The censoring of top NASA climate scientists like Hanson is well documented, as is the relationship of the Republican Party to the oil industry and its dirty disinformation program.

You don't need to be Rove (Karl) to make hay with all that sunshine, being as saturated with co2 as it is. The way to do this is make the case that climate science is what will lead us out of the global warming desert. And the renewable energies will be our chariots.

And Australian opposition parties should do the same.

1. Claiming the high-ground in science-informed climate recovery.
The only way we are going to combat global warming is by comprehensively understanding the entire body of interrelated science. Voters need to know this. While the Howard government is busy placing our scientific institutions at the service of commerce they must be exposed. Science is not advanced by forcing scientists into predicting what discoveries they will make when they apply for grants based on potential comercial merit.

2. Turning Iraq into an isssue of oil independence.
America is an important ally and trading parter, so we need to stay in synch with their
politics. Our opposition politicians should hear the US voters verdict
at the recent US mid-term elections as keenly as any American
conterpart. We import all our oil. If we grow our own biodiesel we cut down on climate distorting emissions, and don't have to join in on every loser mission in the middle-east.

Finally, we should accept any help from outside interested parties. Like US Democrats who might want to test market this political strategy in Australia. We are a test market for everything else. And like the rest of the world that is attempting to pull its weight under the Kyoto Potocol. From their point of view - hey, the US and us are free-loaders on the global economy. It's in the interest of Germany, France, Italy and the rest of continental Europe to get a Kyoto Protocol friendly government up in Australia, and especially up in the US.

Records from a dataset
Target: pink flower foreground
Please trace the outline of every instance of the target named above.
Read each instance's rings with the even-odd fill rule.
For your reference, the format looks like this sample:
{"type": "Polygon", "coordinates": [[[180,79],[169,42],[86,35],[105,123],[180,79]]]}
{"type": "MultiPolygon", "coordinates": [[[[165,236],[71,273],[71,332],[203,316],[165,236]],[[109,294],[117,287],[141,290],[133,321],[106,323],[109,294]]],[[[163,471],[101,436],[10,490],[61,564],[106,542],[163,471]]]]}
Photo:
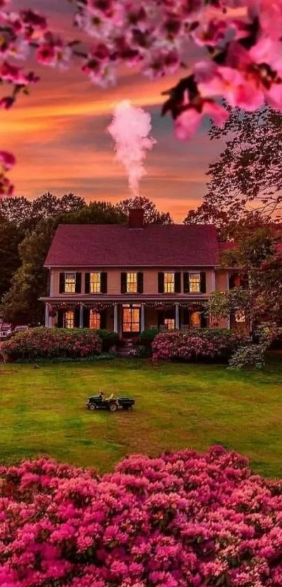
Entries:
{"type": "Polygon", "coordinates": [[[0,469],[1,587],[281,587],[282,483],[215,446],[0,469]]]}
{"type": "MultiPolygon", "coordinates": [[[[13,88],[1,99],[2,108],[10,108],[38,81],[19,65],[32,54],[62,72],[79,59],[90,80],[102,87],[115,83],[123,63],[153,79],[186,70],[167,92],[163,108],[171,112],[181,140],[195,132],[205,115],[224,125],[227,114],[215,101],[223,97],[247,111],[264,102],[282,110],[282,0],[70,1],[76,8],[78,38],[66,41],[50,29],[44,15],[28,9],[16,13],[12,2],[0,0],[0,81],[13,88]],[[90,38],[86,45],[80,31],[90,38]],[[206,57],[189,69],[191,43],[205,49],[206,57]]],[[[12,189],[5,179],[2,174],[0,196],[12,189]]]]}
* * *
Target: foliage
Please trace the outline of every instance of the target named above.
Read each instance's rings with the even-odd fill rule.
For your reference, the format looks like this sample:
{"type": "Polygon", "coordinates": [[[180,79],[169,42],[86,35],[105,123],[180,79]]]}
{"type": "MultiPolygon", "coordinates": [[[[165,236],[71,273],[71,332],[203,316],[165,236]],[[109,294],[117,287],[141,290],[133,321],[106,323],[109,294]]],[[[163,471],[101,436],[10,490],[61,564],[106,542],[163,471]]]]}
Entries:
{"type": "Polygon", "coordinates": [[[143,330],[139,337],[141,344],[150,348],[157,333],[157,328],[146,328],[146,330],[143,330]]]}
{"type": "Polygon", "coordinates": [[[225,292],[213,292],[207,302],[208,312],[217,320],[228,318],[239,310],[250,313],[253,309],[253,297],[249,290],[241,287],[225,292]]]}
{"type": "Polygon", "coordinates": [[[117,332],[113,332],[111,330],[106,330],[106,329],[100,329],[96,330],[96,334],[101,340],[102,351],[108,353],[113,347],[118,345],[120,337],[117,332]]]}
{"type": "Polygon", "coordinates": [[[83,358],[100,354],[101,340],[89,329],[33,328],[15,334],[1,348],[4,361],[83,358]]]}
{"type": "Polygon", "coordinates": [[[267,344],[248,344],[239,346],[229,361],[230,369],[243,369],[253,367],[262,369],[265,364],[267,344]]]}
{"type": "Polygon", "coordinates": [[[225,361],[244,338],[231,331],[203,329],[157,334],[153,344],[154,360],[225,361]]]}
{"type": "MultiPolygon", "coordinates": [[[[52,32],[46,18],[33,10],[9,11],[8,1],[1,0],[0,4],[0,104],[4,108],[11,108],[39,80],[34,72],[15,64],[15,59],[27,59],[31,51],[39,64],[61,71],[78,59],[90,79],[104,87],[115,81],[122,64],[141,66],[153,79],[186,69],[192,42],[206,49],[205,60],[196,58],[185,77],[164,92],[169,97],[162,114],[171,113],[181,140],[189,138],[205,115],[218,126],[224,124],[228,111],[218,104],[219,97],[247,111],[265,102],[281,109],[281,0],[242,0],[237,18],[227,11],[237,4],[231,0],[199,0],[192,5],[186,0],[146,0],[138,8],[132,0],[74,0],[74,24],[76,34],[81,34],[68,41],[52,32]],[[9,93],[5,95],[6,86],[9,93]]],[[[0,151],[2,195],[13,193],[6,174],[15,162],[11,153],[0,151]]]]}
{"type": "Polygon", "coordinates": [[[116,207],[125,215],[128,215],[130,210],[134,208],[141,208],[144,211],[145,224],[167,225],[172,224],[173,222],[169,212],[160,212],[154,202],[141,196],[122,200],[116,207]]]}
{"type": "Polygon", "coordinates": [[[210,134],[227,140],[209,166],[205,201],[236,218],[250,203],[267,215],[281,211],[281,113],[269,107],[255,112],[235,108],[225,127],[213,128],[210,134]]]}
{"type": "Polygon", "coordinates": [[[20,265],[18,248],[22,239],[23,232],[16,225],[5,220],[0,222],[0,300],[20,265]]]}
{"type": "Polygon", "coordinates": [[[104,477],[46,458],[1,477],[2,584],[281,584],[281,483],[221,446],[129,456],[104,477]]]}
...
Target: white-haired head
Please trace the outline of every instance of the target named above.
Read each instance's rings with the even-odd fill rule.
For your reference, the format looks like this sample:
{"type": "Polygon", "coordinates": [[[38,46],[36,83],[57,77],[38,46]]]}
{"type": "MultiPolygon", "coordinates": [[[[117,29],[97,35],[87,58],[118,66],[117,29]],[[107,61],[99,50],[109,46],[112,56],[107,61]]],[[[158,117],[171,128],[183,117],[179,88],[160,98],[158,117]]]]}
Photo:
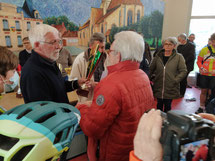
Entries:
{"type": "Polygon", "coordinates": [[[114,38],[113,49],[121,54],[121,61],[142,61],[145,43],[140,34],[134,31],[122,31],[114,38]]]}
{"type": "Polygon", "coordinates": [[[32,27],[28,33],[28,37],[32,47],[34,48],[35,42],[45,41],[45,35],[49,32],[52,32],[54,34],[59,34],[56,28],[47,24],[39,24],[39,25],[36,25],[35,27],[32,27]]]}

## Actions to take
1. Answer these questions about the climate politics text:
(a) Which government does the text say is placing scientific institutions at the service of commerce?
(b) How much of its oil does the text say Australia imports?
(c) Which European countries does the text name as having an interest in a Kyoto Protocol friendly government in Australia?
2. Rewrite the climate politics text from "The only way" to "potential comercial merit.", swapping "Voters" for "Citizens".
This material comes from a separate source.

## Responses to the exercise
1.
(a) The Howard government
(b) All of it
(c) Germany, France and Italy

2.
The only way we are going to combat global warming is by comprehensively understanding the entire body of interrelated science. Citizens need to know this. While the Howard government is busy placing our scientific institutions at the service of commerce they must be exposed. Science is not advanced by forcing scientists into predicting what discoveries they will make when they apply for grants based on potential comercial merit.